* _What is needed_
Each entry here needs to be given again exactly.

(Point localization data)
::::::::
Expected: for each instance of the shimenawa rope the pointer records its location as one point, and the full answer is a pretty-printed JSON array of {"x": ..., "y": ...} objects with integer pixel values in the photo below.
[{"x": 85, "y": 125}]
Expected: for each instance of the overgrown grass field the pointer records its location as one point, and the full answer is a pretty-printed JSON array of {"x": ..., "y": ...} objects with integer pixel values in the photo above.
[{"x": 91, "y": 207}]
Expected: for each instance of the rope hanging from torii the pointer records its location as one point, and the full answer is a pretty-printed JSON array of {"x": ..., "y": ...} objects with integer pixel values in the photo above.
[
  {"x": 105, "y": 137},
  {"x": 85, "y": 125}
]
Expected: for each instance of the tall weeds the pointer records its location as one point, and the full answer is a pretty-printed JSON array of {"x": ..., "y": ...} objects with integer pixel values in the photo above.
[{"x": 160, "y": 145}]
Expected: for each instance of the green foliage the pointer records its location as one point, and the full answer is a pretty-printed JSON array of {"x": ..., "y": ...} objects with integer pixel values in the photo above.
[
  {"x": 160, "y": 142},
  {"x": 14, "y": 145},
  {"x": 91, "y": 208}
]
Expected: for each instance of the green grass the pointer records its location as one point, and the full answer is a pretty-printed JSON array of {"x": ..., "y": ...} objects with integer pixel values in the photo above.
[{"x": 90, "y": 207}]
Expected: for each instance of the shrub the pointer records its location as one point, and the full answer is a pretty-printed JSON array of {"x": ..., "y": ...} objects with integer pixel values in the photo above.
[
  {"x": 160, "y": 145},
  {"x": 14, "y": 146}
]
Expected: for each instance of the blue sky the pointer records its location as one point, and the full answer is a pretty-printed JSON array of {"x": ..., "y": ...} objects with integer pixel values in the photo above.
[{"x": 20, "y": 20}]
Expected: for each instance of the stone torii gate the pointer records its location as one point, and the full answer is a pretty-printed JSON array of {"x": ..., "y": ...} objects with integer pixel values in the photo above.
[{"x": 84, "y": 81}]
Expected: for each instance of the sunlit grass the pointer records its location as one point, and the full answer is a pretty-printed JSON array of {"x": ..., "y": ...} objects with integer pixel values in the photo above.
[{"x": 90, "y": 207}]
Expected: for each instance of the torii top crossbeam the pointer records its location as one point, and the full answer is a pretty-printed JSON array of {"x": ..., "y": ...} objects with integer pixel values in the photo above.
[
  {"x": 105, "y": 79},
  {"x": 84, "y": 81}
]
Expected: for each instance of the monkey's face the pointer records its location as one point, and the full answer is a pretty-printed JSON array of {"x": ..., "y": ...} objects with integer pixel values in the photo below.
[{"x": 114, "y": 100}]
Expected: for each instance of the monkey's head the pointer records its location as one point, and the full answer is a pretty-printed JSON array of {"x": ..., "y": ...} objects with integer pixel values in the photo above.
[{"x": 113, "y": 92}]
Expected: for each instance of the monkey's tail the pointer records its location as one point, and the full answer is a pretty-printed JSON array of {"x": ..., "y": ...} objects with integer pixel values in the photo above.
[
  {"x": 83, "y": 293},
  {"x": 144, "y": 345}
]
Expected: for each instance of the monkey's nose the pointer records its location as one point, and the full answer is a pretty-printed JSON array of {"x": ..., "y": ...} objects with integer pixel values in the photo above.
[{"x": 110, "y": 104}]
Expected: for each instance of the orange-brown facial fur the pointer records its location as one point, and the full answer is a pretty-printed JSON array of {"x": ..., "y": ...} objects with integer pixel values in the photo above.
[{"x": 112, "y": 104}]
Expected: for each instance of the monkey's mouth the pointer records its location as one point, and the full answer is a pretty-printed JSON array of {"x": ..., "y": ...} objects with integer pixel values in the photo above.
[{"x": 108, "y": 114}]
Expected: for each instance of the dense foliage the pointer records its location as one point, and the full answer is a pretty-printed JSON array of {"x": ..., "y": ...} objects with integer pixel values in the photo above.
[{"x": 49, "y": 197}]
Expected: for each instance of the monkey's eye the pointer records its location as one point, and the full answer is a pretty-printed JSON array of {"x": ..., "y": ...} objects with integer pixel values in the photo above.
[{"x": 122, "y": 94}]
::::::::
* _Result of this task_
Expected: for each instance of the shimenawa rope the pointer records its location as one point, and the full answer is a pretty-printed JSON array of {"x": ..., "y": ...} objects with integer pixel values in the photo below.
[{"x": 85, "y": 125}]
Expected: for each instance of the overgrown grass field the pointer records its location as one point, and the full answer is a pretty-printed JSON array of {"x": ..., "y": ...} objects with integer pixel values in the photo above.
[{"x": 91, "y": 207}]
Expected: for each instance of the rope hanging from torii the pointer records its location as one point, and the full answer is a pretty-printed JSON array of {"x": ..., "y": ...} objects with integer pixel values in the photo above.
[
  {"x": 105, "y": 137},
  {"x": 85, "y": 125}
]
Expected: for each instance of the tall weeds the pointer records its location as one point, and the full answer is a pretty-printed JSON array of {"x": ..., "y": ...} objects with integer pixel values in the photo above.
[{"x": 160, "y": 145}]
Expected: for each instance of the green foliage the pointer records its location as one point, and the full answer is a pretty-printed JSON array of {"x": ..., "y": ...} objects with integer pixel values in the photo above.
[
  {"x": 160, "y": 142},
  {"x": 14, "y": 145},
  {"x": 91, "y": 208}
]
Expected: for each instance of the green grass the pointer records its location as one point, and the full answer is a pretty-printed JSON array of {"x": ..., "y": ...} objects with integer pixel values in the photo above.
[{"x": 90, "y": 207}]
Expected: for each instance of the shrub the pointer records its location as one point, and the full answer is a pretty-printed JSON array of {"x": ..., "y": ...} objects with integer pixel values in the photo above.
[
  {"x": 160, "y": 145},
  {"x": 14, "y": 146}
]
Expected: for each instance of the blue sky the pointer records its location as one point, and the full answer is a pretty-printed JSON array of {"x": ..., "y": ...} objects with integer pixel values in the photo above.
[{"x": 20, "y": 20}]
Expected: for each instance of the stone torii gate the pointer records its location as one point, and the full answer is a pretty-printed JSON array of {"x": ..., "y": ...} objects with integer pixel values in the photo above.
[{"x": 84, "y": 81}]
Expected: for each instance of the sunlit grass the pointer records its location as one point, and the full answer is a pretty-printed JSON array of {"x": ..., "y": ...} objects with integer pixel values in the photo above.
[{"x": 90, "y": 207}]
Expected: for each instance of the torii top crossbeam the pointer records its location as one point, and the full answer is a pretty-printed JSON array of {"x": ..., "y": ...} objects with integer pixel values in the photo above.
[
  {"x": 105, "y": 79},
  {"x": 84, "y": 81}
]
Expected: for each instance of the monkey's face the pointer records its location as one point, and the full answer is a pretty-printed JSON array of {"x": ..., "y": ...} objects with integer pixel values in the photo below.
[{"x": 114, "y": 100}]
Expected: for each instance of the monkey's head the pointer records its location as one point, and the full answer is a pretty-printed JSON array of {"x": ..., "y": ...} objects with integer pixel values in the photo above.
[{"x": 113, "y": 92}]
Expected: for each instance of the monkey's tail the pointer records its location as one point, and the full answer is a pretty-printed JSON array of {"x": ..., "y": ...} objects with integer pixel values in the photo above.
[
  {"x": 83, "y": 293},
  {"x": 144, "y": 345}
]
Expected: for each instance of the monkey's nose the pointer records its location as one point, and the full answer is a pretty-printed JSON array of {"x": ..., "y": ...} objects with integer pixel values in the photo above.
[{"x": 110, "y": 104}]
Expected: for each instance of the orange-brown facial fur the pointer records its location as one point, and the full answer is a pretty-printed JSON array of {"x": ..., "y": ...} objects with integer pixel values in the photo above.
[{"x": 112, "y": 104}]
Expected: for each instance of the monkey's mouth the pointer records its location as one point, and the full answer is a pretty-printed JSON array of {"x": ..., "y": ...} objects with integer pixel values in the photo above.
[{"x": 108, "y": 114}]
Expected: for each instance of the dense foliage the pointer records its location as one point, and the full answer is a pretty-printed JSON array of {"x": ..., "y": ...} objects with integer pixel values in the photo above.
[{"x": 49, "y": 197}]
Expected: for each instance of the monkey's eye the pointer records its location as one point, and the full answer is a pretty-printed JSON array of {"x": ..., "y": ...} objects with integer pixel values in the photo above.
[{"x": 122, "y": 94}]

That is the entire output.